3. La modernité a-t-elle rendu la chrétienté caduque ?
Nombreux sont ceux qui objectent que l’idéal chrétien n’est plus audible dans une société devenue pluraliste et sécularisée. La question est légitime. Faut-il continuer à parler de chrétienté dans un monde postchrétien ? Cette objection suppose cependant que le concept de chrétienté serait incompatible avec la modernité ou la démocratie. Mais est-ce la modernité qui refuse la chrétienté, ou bien une certaine conception individualiste et désincarnée de la liberté ?
Comme le rappelait Thibaud Collin, la royauté du Christ est aujourd’hui contestée, non tant parce qu’elle serait violente, mais parce qu’elle contredit l’idée moderne selon laquelle l’homme est son propre législateur. Pourtant, c’est précisément lorsque les repères s’effacent que la société s’enfonce dans le relativisme et le nihilisme. Le Christ-Roi n’est pas un tyran, il est le principe d’un ordre juste où l’homme peut s’épanouir selon sa nature.
4. Une restauration adaptée à notre époque
Ce constat appelle une prudence stratégique. Il serait vain de plaquer un modèle du passé sur des sociétés profondément transformées. L’homme de 2024 n’est pas celui de 1925. Il vit dans un monde urbain, technique, numérisé, où l’anthropologie chrétienne n’est plus partagée. Recréer une chrétienté exige donc un travail patient, enraciné, incarné.

- _Données enregistrées_

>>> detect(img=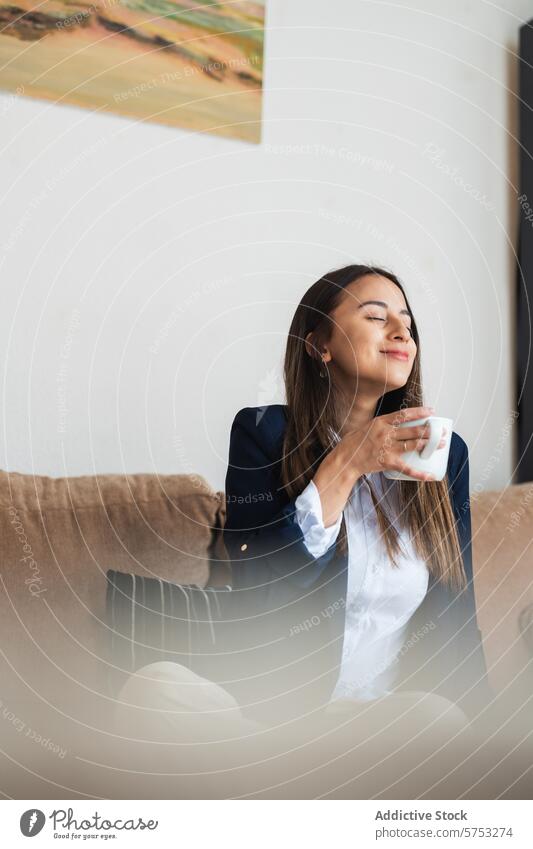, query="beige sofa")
[0,472,533,799]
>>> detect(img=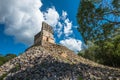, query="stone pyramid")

- _Exercices à traiter_
a - Répondez aux questions suivantes d'après le passage :
(i) Selon Thibaud Collin, quelle idée moderne la royauté du Christ contredit-elle ?
(ii) Qu'est-ce que le Christ-Roi, d'après le passage ?
(iii) Quelles deux années le passage oppose-t-il pour décrire l'homme ?
b - Extrayez du passage, sans rien y changer, la partie qui s'ouvre sur les mots contenant « Comme le rappelait » et se referme sur « selon sa nature. ».

- _Corrigé des exercices_
a -
(i) L'idée selon laquelle l'homme est son propre législateur.
(ii) Le principe d'un ordre juste où l'homme peut s'épanouir selon sa nature.
(iii) 2024 et 1925.

b -
Comme le rappelait Thibaud Collin, la royauté du Christ est aujourd’hui contestée, non tant parce qu’elle serait violente, mais parce qu’elle contredit l’idée moderne selon laquelle l’homme est son propre législateur. Pourtant, c’est précisément lorsque les repères s’effacent que la société s’enfonce dans le relativisme et le nihilisme. Le Christ-Roi n’est pas un tyran, il est le principe d’un ordre juste où l’homme peut s’épanouir selon sa nature.